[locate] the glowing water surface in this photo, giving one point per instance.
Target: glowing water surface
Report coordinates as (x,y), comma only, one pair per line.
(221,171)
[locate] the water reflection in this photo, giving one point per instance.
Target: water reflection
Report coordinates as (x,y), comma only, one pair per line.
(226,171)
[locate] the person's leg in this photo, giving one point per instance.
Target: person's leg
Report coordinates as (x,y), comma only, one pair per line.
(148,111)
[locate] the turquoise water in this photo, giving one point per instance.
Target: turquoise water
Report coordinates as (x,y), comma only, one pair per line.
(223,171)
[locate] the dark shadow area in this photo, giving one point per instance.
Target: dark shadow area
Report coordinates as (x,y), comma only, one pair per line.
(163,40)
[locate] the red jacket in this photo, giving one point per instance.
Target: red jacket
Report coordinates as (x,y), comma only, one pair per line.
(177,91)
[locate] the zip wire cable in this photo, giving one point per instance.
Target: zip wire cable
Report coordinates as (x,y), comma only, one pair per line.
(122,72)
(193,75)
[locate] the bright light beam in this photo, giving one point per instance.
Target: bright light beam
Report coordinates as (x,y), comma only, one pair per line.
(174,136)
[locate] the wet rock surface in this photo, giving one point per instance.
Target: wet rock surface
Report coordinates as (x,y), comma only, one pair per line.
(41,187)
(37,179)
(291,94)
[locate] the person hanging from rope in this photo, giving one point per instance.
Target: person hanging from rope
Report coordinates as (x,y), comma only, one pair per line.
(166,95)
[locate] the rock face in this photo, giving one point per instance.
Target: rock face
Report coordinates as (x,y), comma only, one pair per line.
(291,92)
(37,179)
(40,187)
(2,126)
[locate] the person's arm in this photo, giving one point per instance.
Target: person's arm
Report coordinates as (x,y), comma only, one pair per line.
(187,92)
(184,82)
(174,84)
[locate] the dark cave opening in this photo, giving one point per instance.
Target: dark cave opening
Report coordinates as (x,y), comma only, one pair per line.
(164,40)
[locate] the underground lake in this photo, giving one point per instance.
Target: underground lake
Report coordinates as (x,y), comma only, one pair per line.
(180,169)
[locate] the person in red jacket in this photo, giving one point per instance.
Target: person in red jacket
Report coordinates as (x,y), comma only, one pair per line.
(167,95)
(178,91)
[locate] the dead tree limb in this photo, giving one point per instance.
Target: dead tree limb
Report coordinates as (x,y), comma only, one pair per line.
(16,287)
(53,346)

________

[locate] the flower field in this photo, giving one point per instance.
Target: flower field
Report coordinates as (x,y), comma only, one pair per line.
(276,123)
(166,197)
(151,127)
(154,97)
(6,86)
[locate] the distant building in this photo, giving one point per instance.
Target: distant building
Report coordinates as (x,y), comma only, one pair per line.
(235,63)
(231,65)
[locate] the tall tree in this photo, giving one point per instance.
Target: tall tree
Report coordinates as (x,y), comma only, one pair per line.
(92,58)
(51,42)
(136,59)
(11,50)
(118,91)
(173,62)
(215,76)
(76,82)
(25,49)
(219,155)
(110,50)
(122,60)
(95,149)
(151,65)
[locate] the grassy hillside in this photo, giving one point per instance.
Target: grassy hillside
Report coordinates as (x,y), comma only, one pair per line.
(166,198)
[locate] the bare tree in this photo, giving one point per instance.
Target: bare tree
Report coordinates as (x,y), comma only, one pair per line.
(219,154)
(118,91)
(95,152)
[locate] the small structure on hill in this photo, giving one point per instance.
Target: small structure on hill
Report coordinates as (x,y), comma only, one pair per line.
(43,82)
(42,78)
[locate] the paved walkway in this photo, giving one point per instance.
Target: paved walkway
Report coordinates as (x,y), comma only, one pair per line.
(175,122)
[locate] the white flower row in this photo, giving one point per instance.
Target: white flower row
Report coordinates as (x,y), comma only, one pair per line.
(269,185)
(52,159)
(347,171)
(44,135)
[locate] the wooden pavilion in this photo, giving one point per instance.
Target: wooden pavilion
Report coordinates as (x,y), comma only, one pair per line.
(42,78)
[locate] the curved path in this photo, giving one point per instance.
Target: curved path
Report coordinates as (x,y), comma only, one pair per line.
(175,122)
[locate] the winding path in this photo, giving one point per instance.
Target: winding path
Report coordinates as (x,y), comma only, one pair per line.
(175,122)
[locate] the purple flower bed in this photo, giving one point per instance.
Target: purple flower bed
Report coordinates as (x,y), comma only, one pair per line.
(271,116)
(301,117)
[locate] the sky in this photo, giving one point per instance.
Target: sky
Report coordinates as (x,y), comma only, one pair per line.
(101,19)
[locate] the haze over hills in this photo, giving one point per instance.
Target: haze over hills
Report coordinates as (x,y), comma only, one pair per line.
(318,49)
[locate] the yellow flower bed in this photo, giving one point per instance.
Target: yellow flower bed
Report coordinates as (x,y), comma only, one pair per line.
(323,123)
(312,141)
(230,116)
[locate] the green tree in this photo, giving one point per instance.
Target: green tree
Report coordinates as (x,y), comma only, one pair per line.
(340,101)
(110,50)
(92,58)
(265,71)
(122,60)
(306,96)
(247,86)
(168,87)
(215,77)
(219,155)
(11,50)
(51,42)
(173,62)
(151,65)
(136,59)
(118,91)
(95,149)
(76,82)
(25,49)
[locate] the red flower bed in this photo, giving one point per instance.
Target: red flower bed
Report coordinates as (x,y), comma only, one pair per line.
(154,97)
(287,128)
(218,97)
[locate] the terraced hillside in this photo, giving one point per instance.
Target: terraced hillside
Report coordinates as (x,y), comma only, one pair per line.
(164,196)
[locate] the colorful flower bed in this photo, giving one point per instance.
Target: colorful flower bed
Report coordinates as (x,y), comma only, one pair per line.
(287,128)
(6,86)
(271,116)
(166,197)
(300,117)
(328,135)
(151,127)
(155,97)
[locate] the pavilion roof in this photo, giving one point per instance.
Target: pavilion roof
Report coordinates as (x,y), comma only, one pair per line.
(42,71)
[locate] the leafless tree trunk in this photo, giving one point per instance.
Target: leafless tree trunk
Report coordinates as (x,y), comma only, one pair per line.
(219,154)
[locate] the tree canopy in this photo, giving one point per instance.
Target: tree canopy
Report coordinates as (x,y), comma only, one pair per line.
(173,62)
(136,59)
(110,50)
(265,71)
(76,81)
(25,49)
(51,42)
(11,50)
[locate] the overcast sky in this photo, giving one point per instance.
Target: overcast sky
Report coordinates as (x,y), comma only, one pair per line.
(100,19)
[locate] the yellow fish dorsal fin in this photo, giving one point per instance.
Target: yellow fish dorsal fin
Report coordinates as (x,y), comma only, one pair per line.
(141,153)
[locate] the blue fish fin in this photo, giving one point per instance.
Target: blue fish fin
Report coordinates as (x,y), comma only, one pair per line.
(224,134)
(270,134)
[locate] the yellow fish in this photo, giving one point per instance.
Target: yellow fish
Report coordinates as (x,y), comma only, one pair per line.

________

### Task directions
Find every line in the items above that contains the string "shadow" and copy each such line. Treat uppercase and lowercase as different.

### Full solution
[locate] the dark shadow area in this photo, giving one point per instance.
Target: dark shadow area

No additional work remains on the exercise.